→ **PROBLÈMES À RÉSOUDRE**:
**1)** Selon le texte sur le paretone de Sava, pourquoi un important débroussaillage préalable a-t-il été nécessaire cette année ? Répondez en une à trois phrases.
**2)** Poursuivez le texte sur le paretone de Sava à partir de sa dernière phrase.

→ **TEXTE DE LA PAGE**:
________________________
Limes et Ager. Analyse archéologique des constructions linéaires en pierre sèche : un outil pour l’archéologie des systèmes agraires et de l’organisation des espaces euro-méditerranéens.
Le cas de la Pouille (Italie) et approches comparatives.
La deuxième campagne de terrain du programme de recherche sur les grands aménagements linéaires en pierre sèche de la Pouille, en Italie méridionale (voir le compte rendu 2023), a eu lieu du 4 au 16 juillet 2024.
Une équipe de 11 opérateurs – chercheurs et étudiants des universités de Bourgogne, Clermont-Auvergne et Jean Monnet Saint-Étienne ainsi qu’un murailleur stagiaire du centre de formation Batipole en Limouxin (Aude) – a mené à terme le relevé photogrammétrique, la couverture photographique à basse altitude et la caractérisation morphologique et structurale du plus imposant des murs et pierriers parementés (localement « paretoni ») de la région (longueur actuellement observable 2260 m, 1,5 à 3 m de hauteur et 2 à 7 m de largeur), situé à l’est de Tarente, sur la commune de Sava.
Figure 1 – Le paretone de Sava. Vue aérienne oblique N-S (cliché David Pilloix)
Cette année, c’est le versant ouest du tronçon central de cet ouvrage colossal, long de 527 m, qui a été relevé et analysé. Comme l’an dernier, un important travail préalable de débroussaillage a été nécessaire afin de pouvoir libérer les surfaces à photographier et positionner au GPS. À l’extrémité nord du tronçon étudié, sur 70 m environ, ces opérations ont été rendues impossibles par la densité extrême de la végétation spontanée qui recouvre le mur et pousse devant le versant ouest. À l’exception de ce secteur, donc, l’équipe menée par Mélinda Bizri a pu compléter le travail entamé l’an dernier. Parallèlement, plusieurs survols de drone à basse altitude sont venus compléter cette documentation. Désormais, nous disposons des données de terrain qui permettront l’élaboration d’un modèle tridimensionnel et géoréférencé de très grandes portions de l’ouvrage, interrompues par quelques lacunes.
________________________
→ **ENTRÉES FOURNIES**:
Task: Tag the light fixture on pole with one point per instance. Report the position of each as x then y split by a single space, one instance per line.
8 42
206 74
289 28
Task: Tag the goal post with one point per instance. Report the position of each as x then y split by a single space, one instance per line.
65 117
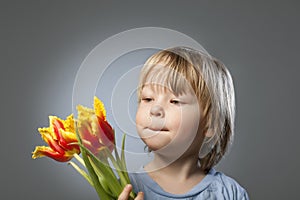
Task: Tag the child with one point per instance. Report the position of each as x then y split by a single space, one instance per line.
185 117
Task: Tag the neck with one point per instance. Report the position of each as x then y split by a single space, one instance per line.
182 168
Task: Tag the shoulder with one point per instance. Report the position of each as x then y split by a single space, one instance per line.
229 187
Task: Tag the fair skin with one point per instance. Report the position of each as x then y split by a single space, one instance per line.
169 125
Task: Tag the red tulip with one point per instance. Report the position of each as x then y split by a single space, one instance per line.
61 138
94 130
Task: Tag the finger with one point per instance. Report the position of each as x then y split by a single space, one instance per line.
140 196
125 193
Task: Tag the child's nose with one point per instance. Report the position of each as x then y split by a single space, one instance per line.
157 111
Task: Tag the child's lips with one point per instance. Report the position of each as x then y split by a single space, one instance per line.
156 129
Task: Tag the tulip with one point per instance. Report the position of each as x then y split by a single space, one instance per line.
61 138
94 130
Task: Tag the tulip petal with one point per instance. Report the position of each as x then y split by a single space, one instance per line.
47 137
99 108
41 151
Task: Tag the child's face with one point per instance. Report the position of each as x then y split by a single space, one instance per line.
165 122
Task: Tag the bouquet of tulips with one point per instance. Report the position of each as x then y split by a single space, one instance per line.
92 136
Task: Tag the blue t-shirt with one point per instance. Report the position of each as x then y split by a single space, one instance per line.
215 185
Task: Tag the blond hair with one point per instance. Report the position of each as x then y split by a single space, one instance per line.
211 82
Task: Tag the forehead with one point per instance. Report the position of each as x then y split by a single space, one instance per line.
160 77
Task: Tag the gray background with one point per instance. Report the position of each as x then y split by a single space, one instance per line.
43 43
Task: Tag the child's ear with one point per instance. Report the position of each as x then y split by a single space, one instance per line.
209 133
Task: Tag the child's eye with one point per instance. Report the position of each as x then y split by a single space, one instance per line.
147 99
175 101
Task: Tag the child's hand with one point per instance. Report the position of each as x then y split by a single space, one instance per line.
126 191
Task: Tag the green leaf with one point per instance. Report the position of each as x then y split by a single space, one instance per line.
104 170
100 191
82 172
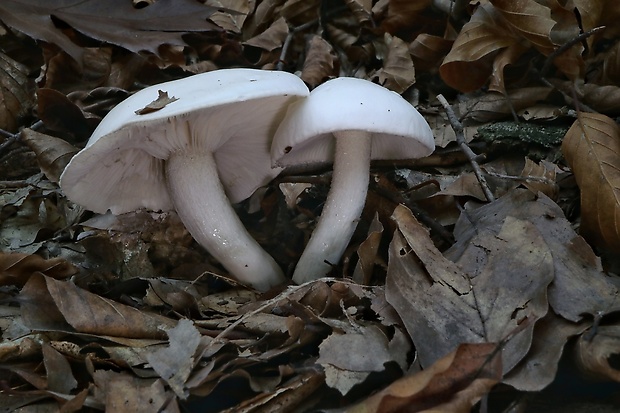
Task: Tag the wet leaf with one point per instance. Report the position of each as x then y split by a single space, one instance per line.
115 21
452 384
70 308
497 291
595 351
592 149
53 154
161 102
15 95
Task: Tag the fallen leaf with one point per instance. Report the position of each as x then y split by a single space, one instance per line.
595 351
15 95
452 384
161 102
495 292
50 305
53 154
115 21
592 149
319 62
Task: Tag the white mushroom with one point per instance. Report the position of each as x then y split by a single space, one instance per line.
197 154
348 121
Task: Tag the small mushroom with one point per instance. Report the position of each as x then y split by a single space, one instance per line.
346 121
206 146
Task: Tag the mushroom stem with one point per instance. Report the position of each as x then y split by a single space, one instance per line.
343 207
202 205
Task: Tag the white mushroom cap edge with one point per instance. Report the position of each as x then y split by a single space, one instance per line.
346 121
197 154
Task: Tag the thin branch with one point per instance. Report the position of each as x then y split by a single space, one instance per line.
460 140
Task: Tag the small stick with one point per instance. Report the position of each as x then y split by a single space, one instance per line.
460 140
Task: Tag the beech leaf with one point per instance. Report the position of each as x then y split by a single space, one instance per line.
592 149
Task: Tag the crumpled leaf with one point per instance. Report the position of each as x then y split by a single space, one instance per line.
16 269
48 304
452 384
397 73
125 392
175 363
580 287
496 292
53 154
113 21
348 358
319 63
15 97
595 351
592 149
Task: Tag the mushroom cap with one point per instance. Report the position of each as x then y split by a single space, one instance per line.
231 112
351 104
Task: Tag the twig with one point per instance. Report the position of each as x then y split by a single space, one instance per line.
565 47
460 140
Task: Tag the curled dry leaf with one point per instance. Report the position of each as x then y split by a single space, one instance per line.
319 63
427 50
495 291
595 351
48 304
530 19
592 149
16 269
15 96
113 21
397 73
53 154
452 384
468 65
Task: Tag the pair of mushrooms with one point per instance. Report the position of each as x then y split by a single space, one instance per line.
231 131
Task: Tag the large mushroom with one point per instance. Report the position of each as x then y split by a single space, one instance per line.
346 121
206 147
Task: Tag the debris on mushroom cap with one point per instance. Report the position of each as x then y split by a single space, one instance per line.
121 168
305 134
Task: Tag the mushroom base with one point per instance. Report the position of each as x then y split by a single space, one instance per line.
206 212
343 207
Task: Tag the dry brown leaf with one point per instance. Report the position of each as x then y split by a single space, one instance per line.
494 105
580 287
495 291
272 38
175 363
531 20
16 269
397 73
595 351
539 368
59 376
319 63
452 384
122 392
402 14
53 154
48 304
15 95
349 358
469 64
540 177
114 21
592 149
428 50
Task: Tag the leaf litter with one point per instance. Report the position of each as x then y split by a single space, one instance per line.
447 299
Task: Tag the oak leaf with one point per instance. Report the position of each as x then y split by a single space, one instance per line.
592 149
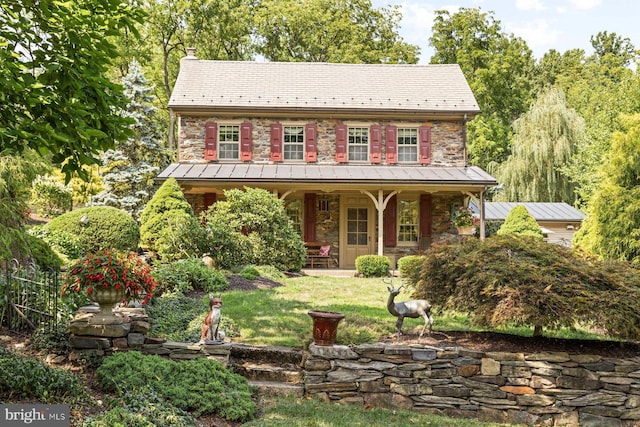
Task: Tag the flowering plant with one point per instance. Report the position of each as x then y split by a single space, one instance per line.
106 269
464 217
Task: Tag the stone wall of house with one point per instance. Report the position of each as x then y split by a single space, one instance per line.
447 138
548 389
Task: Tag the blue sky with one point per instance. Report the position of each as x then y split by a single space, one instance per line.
543 24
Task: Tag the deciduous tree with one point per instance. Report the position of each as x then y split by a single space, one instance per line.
612 227
54 94
545 139
350 31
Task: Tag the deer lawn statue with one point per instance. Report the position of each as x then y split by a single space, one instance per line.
211 323
413 308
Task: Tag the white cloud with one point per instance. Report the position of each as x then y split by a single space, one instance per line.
529 5
585 4
540 37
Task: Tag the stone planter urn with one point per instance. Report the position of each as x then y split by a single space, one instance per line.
467 230
325 326
106 299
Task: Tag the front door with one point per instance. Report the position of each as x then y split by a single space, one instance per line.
357 230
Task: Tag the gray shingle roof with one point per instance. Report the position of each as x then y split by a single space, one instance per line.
540 211
299 85
305 173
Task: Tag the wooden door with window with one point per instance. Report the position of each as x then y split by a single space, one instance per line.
357 229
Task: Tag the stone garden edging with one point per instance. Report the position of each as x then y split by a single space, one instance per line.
550 389
546 389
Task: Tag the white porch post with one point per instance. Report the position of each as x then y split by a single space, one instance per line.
380 203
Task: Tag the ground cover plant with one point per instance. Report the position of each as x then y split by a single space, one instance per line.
200 386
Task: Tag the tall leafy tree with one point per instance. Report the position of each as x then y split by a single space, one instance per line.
544 142
129 170
499 68
54 94
350 31
600 88
612 227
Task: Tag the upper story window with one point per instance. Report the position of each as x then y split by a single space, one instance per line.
407 220
358 144
407 145
293 142
229 142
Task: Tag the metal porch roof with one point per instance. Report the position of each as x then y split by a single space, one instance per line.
540 211
335 174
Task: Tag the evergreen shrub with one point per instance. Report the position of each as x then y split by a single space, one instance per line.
42 254
200 386
410 266
519 221
168 225
103 228
188 275
252 227
373 265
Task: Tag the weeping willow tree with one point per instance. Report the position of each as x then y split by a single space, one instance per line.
545 139
612 227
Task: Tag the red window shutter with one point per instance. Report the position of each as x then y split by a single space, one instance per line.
246 141
276 142
210 141
341 143
310 141
376 143
209 199
425 145
425 215
391 222
391 144
309 217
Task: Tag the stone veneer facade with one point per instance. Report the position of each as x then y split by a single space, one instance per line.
542 389
447 138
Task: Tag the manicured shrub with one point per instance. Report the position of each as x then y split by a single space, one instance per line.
176 317
50 196
43 255
249 272
187 275
168 226
66 245
519 280
252 227
373 265
200 386
101 228
409 267
519 221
________________________
→ **RÉPONSES OBTENUES**:
**1)** Il fallait libérer les surfaces à photographier et pouvoir les positionner au GPS. Ce travail préalable avait déjà été nécessaire l'année précédente.

**2)**
Figure 2 – Débroussaillage sur le versant ouest du paretone (cliché Giovanni Stranieri)
En même temps, Pascale Chevalier et Louis Cagin ont dirigé les opérations d’analyse typo-morphologique des élévations, appuyée sur une lecture structurale de l’appareillage, à la recherche des phases de construction. Comme sur le versant oriental, la lecture du mur a permis de détecter des secteurs pouvant correspondre à d’anciens passages, des cabanes ou des abris temporaires effondrés, qui n’avaient pas été décelés jusque-là.
Figure 3 – Un probable passage traversant le paretone, aujourd’hui condamné (élab. graphique Mélinda Bizri)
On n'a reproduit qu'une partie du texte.